## EXERCISE REQUIREMENTS
a) In the passage on the five heaps and the self, what kind of conception of the self does Buddha hold instead of a substantialist one?
b) Extend the passage on substance-self versus process-self, picking up right after its final sentence.

## PASSAGE SHOWN
** BEGIN **
These heaps are called : form, feeling, perception, volition & consciousness.

These five heaps, singly nor collectively, do not constitute a self-dependent ego-identity or personality (cf. "âtman"), nor is there such an entity identical with or apart from them. Buddha has a process conception of the self instead of a substantialist one.

Every aspect of what we regard as a person is encompassed by one or more of the five aggregates. They change constantly, and so what is called "self", "ego", "I", "person", "individual", "personality" etc. cannot be a being or entity persisting through time unaltered. Instead, the self is evanescent and of the nature of arising, abiding & ceasing. The ultimate, permanent nature of the self is its lacking substance and thus being a process. Stability equals change.

 Substance-Self versus Process-Self.

Substance-selves are ontologically different from other substances (distinctness), have unchanging essential properties (identity), including the capacities to experience, remember, imagine, feel, think, desire, etc. These are the attributes of undergoing and doing. A substance-self controls these things (self-control) and is aware of itself as a substance-self (self-awareness). Such a substance-self seems to exist as an independent unity existing from its own side. Although its accidents & properties may change, this substance is identical with itself (A = A) and distinct from other substances (A ≠ -A) in a substantial, unchanging way, i.e. to this logical instantiation, a substantial instantiation is added. This notion of substance implies independence, i.e. substances do not directly depend on something else, are independent and not other-powered, possessing own-form. It also implies isolation, for to acquire their characteristics, substances do not relate to other substances.
** END **
## DATA SHOWN
** BEGIN **
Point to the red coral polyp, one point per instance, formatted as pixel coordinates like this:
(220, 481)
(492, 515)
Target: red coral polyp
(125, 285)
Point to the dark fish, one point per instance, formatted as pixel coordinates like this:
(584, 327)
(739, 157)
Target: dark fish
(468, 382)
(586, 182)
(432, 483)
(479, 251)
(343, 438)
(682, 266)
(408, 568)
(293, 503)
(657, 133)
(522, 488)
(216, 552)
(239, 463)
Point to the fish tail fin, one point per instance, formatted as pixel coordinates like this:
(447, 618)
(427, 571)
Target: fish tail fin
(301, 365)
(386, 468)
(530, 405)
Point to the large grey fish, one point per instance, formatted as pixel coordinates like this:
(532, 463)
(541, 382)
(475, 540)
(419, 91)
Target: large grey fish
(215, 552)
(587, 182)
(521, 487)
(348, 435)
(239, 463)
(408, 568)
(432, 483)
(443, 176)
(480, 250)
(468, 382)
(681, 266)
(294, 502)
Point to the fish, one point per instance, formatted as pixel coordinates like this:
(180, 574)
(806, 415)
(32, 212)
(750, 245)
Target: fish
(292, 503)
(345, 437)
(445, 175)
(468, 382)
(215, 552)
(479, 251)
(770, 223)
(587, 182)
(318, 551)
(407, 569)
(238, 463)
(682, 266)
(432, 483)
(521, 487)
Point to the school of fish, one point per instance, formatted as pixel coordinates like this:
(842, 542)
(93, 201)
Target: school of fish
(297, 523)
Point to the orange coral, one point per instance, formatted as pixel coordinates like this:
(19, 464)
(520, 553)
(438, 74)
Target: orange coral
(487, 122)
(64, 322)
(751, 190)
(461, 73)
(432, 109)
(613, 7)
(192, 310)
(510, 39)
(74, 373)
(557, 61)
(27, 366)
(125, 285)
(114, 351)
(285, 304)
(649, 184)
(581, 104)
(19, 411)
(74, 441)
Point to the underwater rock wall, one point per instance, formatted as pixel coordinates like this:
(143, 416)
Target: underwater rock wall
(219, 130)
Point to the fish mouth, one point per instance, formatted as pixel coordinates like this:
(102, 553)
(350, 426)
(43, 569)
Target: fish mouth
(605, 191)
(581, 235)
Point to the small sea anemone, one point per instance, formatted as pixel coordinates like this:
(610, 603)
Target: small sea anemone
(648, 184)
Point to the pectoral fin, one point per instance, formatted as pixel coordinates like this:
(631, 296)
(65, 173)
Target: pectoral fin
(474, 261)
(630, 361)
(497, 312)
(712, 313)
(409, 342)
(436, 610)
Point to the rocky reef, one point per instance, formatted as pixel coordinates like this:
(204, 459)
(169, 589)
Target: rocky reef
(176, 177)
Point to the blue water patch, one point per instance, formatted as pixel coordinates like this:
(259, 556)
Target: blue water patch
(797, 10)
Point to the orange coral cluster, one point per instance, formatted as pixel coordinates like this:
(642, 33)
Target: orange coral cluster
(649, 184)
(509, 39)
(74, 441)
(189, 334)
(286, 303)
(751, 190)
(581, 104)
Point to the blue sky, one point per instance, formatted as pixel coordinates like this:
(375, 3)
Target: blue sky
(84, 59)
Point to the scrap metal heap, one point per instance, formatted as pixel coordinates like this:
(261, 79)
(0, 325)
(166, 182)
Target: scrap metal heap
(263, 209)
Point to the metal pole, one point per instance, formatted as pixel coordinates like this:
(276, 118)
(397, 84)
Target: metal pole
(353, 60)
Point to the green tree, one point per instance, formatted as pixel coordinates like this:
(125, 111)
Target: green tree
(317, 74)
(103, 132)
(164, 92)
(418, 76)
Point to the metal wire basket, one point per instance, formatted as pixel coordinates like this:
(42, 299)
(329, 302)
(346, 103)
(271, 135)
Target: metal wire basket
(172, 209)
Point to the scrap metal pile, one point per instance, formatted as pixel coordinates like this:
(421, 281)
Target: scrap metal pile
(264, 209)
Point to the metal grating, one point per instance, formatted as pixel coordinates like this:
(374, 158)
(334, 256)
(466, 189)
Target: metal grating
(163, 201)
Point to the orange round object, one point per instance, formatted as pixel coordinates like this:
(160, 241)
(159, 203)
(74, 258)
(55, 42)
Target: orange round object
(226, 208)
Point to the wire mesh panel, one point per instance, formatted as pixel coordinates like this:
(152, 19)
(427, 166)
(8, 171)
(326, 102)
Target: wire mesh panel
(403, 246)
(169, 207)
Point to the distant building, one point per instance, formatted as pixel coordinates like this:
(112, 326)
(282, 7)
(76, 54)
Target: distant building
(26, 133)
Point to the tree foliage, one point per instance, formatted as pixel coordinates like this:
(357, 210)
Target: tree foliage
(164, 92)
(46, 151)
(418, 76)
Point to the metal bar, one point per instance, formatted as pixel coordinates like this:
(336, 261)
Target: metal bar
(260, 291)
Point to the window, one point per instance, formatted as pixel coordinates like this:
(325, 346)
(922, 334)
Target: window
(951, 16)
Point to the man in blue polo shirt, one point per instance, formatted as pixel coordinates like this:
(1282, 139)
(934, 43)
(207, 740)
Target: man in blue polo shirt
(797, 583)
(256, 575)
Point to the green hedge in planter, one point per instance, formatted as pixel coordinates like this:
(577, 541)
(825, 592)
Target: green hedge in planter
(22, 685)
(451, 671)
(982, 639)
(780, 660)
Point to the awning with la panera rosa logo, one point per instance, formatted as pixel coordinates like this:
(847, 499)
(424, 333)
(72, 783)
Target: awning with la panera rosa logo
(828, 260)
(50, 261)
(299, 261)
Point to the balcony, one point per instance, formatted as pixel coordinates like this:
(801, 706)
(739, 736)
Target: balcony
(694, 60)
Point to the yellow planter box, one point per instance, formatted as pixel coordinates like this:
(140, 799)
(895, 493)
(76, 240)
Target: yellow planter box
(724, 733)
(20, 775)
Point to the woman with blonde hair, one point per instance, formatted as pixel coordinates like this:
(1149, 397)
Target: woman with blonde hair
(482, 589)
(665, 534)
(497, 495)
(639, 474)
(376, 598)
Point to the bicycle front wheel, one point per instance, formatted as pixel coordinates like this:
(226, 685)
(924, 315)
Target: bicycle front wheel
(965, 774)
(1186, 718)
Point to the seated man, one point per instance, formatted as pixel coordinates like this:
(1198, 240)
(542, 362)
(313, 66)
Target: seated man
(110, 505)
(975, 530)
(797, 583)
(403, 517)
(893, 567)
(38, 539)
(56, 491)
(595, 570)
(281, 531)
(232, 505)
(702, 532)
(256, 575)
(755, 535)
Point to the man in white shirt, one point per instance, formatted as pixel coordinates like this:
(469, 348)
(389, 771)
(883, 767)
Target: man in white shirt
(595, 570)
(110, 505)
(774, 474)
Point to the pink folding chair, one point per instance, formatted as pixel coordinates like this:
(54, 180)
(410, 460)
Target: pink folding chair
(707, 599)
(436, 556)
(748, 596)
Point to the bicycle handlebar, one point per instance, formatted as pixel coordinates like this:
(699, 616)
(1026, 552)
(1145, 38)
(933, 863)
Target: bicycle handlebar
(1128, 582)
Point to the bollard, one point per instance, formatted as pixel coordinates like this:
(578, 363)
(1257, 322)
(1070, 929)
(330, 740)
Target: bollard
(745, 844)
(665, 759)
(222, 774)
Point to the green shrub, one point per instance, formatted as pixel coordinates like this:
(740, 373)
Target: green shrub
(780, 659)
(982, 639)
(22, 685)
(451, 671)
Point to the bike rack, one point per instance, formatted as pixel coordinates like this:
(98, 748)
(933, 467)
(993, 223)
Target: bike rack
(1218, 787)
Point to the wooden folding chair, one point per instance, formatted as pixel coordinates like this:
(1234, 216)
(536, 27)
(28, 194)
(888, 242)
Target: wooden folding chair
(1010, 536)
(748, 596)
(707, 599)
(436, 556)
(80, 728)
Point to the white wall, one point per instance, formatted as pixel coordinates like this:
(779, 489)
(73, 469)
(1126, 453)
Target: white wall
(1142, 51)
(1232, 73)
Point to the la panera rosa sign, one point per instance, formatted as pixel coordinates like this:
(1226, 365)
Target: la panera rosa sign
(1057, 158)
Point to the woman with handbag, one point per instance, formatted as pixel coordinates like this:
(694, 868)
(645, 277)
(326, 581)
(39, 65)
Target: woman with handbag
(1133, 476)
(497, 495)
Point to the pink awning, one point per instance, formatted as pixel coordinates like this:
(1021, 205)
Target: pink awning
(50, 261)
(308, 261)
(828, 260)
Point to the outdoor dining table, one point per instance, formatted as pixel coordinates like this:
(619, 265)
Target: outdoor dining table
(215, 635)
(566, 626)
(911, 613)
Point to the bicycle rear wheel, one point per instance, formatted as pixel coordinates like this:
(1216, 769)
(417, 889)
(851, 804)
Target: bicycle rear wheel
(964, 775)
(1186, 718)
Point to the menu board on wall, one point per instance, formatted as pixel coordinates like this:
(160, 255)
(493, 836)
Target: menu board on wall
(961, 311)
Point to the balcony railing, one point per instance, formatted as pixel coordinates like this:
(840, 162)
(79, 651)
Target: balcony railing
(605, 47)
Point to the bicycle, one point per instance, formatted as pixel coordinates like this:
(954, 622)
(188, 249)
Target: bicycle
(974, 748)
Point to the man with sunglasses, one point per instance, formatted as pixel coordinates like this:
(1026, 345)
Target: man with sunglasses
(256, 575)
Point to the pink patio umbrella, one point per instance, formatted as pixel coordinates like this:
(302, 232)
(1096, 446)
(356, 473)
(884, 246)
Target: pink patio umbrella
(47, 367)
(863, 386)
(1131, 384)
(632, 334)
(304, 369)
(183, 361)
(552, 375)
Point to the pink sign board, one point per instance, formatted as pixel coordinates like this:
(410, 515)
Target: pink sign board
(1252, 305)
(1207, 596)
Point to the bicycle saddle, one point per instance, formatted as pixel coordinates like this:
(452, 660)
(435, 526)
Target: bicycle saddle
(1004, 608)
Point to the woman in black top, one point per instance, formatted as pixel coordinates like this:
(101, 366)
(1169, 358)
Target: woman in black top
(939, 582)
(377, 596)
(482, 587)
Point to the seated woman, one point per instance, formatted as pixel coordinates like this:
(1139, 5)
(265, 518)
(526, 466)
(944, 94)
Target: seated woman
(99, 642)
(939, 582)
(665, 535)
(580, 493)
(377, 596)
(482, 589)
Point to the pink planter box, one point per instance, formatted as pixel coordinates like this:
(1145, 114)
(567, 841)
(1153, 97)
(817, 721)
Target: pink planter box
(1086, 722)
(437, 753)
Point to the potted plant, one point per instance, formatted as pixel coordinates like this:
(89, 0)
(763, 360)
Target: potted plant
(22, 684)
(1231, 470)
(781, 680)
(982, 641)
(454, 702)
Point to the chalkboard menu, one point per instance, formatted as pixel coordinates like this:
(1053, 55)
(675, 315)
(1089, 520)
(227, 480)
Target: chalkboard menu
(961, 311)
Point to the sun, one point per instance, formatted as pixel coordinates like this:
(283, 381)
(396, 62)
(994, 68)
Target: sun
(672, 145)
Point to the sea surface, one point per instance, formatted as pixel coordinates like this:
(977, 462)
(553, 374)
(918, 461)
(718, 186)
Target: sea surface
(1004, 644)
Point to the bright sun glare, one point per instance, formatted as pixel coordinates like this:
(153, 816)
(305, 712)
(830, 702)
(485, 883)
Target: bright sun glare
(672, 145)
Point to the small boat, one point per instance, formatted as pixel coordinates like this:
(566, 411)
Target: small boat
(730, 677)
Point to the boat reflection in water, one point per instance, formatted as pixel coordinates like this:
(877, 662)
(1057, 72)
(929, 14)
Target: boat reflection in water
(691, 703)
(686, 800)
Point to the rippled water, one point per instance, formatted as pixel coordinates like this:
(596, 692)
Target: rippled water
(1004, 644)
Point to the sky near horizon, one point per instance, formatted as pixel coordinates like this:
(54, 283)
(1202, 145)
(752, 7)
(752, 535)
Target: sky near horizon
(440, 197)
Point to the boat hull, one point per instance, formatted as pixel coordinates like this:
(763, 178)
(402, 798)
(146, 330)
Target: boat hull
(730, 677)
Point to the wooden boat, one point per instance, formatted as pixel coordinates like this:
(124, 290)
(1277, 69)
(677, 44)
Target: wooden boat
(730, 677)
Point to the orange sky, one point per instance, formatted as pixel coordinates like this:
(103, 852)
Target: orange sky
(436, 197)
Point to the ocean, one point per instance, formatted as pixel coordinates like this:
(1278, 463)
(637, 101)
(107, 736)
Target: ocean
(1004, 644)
** END **
## RESULTS
a) A process conception of the self.

b)
This ontological view is part of the substantialist tradition prevalent in most metaphysical systems. We find it in Hinduism (the "âtman"), in Ancient Egypt (the "Ba" and the "Akh"), in Hermetism (the "anima"), in Abrahamic monotheism (the immortal soul created by God), as well as in most pre-Kantian systems of Western philosophy. Anti-substantialist models have been accepted by a minority of philosophers from Heraclitus in the 6th century BCE, to Whitehead in the twentieth century. In the West, Kant was the first to systematically refute this position (cf. his critique of the ontological self of Descartes). This feat allows us to distinguish between pre- and post-Kantian thought.

Buddha's rejection of the substance-self is the proper interpretation of the not-self doctrine ("anâtman"). While rejecting substantialism, he did not discard the function of process-selves. Buddha was not a nihilist (there is no self whatsoever), nor an eternalist (there is an "âtman"). He is a strict nominalist avant la lettre !

For Buddha, conventional reality is a huge interdependent, impermanent, dynamical totality of processes. A process is a phenomenon sustained by operational functions, usually marked by gradual changes or transformation through a series of states. Process-selves are not substantial and are not ontologically distinct from other processes. Such a self is an integrated set of processes, a structured nexus of continuous, interacting processes which are, in every respect, in constant change and continuously dependent on other processes. As Tsongkhapa explained, the definitive view on Buddhist psychology underlines the mind is empty of inherent existence and so the mind possesses no Buddha-qualities inherently. Buddha-nature is the precondition to enlightenment, not the presence of an already completely enlightenend "nature" of mind a priori (as Shentong claims).

 Selflessness does not negate the Process-Self.

Substantialism is close to the "common sense" view of reality. According to the Buddha, this is due to the crucial fact the awareness of a self is in all cases illusionary or false, for one mistakenly assumes one is aware of oneself as a substance-self. This assumption is innate, and is even at work in animals. This false self-awareness conceals the truth no substance-self can be found by reason applying ultimate analysis or experienced (in meditation). Due to this major delusion, or innate self-grasping, our self appears as if it exists from its own side, by its own power, independent from others. Hence, we experience ourselves as clearly identifiable substantial "ego's", although both reason and direct experience (in meditation) prove it otherwise. Insofar education confirms this state of affairs ("I truly exist like this or that."), innate self-grasping is assisted by intellectual or acquired self-grasping. Self-grasping is the root of self-cherishing, considering ourselves more important than others. Ignorant of the true state of the self, we suffer and cause suffering.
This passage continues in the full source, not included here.